[Extracted data entries]
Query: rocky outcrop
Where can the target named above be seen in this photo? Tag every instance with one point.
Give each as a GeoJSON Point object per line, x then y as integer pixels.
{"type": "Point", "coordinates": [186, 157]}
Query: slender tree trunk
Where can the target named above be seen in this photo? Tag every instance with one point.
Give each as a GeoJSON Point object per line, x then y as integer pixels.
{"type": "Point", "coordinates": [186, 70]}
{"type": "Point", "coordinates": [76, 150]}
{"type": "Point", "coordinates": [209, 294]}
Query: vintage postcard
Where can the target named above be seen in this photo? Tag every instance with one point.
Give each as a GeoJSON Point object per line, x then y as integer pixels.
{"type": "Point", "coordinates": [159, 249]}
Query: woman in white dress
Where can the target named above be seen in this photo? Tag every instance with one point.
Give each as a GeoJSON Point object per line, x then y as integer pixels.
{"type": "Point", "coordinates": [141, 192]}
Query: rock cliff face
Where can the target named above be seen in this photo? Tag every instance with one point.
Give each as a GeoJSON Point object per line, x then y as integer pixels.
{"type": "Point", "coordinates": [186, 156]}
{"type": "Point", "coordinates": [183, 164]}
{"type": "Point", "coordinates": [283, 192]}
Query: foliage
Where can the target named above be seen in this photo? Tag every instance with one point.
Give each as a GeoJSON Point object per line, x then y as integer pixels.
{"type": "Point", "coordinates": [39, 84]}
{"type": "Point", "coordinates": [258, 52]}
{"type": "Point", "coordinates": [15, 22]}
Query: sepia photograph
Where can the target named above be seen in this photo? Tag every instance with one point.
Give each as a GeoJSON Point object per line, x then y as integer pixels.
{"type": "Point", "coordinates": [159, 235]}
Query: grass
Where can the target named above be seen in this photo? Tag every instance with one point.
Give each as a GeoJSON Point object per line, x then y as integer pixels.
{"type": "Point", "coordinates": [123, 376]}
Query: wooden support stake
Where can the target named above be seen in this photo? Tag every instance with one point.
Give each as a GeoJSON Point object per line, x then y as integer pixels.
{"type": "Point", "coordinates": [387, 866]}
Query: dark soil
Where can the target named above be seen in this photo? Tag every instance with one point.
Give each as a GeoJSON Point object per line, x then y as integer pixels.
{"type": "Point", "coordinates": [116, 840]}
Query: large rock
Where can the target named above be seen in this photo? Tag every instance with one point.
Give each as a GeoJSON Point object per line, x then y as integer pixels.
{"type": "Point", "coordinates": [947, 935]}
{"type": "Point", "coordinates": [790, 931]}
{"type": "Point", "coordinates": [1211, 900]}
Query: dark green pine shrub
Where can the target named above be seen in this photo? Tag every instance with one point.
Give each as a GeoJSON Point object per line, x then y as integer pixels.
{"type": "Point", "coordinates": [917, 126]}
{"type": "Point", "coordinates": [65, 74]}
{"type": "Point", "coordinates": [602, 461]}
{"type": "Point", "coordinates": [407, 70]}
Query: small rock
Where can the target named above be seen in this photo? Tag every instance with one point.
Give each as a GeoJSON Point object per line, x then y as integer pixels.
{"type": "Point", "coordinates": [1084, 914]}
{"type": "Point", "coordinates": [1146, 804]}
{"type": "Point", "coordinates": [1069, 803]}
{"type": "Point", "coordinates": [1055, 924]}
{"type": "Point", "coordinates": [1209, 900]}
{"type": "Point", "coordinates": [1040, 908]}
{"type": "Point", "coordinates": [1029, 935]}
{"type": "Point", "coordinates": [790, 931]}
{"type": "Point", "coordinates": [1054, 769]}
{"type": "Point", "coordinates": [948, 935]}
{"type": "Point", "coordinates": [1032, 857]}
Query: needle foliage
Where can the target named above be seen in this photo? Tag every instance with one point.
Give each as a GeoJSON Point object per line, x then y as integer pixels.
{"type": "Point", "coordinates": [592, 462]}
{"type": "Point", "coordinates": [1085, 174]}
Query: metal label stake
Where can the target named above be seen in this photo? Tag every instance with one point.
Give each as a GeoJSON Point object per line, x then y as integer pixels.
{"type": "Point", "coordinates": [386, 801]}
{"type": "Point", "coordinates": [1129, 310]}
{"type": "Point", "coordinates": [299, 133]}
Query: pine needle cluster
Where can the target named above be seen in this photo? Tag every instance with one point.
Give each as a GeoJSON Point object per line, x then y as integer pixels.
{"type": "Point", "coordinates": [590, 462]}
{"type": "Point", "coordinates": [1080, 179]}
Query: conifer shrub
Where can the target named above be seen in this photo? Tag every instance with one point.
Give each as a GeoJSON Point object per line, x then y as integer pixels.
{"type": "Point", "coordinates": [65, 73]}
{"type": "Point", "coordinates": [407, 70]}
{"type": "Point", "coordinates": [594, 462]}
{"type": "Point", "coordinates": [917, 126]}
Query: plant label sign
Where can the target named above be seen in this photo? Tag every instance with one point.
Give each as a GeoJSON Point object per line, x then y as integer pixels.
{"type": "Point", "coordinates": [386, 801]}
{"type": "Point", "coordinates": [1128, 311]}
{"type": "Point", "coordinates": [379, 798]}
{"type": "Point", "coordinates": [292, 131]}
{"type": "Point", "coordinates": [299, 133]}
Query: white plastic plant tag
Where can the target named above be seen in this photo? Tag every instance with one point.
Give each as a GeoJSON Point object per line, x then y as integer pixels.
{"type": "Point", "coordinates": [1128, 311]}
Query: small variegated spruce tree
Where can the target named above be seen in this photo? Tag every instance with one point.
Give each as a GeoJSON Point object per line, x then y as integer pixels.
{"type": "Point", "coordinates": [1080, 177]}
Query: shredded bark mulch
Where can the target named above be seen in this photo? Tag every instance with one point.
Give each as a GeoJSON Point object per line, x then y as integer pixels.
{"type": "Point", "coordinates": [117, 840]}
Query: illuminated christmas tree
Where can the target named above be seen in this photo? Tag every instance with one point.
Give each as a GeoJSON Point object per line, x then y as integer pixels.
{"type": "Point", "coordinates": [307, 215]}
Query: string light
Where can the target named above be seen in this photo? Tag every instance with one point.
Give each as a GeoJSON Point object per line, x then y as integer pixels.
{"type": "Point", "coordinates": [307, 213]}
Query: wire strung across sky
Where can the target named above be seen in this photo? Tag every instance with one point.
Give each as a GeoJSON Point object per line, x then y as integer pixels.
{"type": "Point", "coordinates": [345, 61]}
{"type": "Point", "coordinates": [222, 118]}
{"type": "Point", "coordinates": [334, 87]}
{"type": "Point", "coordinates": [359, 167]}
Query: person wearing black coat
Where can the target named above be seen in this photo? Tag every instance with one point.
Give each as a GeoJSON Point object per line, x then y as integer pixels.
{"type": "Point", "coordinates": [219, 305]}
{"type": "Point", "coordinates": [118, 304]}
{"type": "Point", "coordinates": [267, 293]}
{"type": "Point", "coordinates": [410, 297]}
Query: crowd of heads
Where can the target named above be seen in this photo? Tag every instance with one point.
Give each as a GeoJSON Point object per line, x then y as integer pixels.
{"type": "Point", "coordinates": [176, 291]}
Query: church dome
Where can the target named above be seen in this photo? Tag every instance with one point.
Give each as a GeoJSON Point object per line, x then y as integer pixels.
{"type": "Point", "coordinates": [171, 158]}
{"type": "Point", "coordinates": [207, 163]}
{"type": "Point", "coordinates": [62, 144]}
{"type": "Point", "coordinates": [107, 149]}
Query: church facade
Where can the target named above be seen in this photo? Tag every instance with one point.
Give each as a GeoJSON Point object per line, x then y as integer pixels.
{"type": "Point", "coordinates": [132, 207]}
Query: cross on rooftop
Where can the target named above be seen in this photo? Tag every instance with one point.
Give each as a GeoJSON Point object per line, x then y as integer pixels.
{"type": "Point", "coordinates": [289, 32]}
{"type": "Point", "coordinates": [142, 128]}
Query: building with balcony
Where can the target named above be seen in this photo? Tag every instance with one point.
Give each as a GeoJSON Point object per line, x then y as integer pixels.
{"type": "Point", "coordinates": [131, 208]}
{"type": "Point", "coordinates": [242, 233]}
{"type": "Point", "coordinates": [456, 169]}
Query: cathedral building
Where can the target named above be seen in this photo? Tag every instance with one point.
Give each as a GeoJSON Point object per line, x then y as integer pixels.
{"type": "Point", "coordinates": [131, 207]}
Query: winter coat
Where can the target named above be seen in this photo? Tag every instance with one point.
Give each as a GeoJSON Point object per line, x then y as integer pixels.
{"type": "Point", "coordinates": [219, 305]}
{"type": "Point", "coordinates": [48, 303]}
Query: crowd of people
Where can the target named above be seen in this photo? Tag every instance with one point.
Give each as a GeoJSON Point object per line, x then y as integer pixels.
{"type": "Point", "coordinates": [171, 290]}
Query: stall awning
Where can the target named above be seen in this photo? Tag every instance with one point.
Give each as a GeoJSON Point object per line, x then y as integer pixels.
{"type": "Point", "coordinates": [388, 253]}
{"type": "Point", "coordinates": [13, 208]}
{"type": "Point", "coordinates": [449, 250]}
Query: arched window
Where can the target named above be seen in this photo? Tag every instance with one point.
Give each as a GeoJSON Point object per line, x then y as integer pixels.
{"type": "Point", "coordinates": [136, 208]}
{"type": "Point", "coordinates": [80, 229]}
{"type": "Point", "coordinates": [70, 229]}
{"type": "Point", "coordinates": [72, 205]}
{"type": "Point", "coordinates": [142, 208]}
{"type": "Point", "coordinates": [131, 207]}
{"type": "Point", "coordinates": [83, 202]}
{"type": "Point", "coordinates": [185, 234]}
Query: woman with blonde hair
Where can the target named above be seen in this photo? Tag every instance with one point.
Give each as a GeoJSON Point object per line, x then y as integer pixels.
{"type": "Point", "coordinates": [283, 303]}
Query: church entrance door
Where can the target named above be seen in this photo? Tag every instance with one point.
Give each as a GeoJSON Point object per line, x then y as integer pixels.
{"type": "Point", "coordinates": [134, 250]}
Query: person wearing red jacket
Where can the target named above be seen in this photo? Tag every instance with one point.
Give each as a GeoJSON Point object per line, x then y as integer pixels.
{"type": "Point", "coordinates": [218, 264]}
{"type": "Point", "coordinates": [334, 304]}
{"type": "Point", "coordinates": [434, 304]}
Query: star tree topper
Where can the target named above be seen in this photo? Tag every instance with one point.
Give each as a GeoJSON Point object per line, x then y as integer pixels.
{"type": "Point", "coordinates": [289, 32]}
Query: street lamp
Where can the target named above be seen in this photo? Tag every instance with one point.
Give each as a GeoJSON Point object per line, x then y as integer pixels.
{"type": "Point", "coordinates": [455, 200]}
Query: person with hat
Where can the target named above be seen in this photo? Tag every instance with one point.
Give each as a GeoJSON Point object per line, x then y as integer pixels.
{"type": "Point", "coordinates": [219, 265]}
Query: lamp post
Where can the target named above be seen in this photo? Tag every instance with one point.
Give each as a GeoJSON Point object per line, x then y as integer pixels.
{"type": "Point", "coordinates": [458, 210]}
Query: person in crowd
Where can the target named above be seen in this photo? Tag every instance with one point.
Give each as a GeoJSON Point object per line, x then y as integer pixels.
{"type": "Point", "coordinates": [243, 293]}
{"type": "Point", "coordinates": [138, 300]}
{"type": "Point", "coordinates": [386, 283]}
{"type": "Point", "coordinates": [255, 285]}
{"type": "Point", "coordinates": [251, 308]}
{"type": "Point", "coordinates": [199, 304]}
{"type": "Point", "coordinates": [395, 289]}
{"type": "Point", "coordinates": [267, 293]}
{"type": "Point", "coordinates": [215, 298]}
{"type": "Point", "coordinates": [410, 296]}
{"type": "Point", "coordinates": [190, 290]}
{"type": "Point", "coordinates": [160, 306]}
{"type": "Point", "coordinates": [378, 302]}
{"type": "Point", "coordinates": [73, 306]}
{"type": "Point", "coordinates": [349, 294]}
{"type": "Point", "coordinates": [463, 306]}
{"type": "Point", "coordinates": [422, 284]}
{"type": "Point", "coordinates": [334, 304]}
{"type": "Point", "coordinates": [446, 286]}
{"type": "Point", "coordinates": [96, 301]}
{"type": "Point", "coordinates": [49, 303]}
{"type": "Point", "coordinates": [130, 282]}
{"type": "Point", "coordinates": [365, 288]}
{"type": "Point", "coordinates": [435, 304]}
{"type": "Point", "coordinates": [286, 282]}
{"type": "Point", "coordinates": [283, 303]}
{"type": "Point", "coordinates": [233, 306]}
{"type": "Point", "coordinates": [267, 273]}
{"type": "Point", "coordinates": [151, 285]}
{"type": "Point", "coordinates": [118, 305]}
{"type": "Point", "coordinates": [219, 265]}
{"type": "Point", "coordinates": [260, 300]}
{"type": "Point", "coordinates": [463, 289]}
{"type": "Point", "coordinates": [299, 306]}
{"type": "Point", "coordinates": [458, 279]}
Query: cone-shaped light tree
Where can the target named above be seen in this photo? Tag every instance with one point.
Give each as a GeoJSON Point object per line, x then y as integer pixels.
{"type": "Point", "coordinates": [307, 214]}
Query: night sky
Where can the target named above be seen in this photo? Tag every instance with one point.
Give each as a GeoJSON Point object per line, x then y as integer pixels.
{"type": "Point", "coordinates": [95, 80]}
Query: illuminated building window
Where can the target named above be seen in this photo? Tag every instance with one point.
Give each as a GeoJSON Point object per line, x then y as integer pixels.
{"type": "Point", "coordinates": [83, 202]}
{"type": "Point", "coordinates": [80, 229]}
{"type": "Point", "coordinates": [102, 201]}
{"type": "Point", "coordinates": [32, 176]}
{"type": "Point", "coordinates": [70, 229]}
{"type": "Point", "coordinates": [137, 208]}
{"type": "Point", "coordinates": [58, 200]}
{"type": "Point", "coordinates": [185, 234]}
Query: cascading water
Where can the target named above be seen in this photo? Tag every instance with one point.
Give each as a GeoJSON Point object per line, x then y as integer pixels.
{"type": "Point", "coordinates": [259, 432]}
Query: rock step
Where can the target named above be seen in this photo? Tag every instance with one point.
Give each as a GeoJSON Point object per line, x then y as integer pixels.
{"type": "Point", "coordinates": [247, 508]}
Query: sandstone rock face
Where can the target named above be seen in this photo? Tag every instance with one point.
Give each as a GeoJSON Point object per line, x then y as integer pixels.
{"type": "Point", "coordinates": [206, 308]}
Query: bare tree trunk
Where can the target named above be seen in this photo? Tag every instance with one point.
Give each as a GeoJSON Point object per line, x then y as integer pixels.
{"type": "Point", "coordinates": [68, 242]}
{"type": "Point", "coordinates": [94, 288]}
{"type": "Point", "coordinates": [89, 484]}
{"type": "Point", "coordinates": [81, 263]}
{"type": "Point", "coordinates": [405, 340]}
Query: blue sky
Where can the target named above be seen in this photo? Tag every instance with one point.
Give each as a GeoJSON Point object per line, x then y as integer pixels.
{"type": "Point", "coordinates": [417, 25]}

**TRY IT**
Pick from the records each line that contains the word "trunk" and show it.

**OUTPUT OF THE EXERCISE**
Query: slender tree trunk
Query: bare tree trunk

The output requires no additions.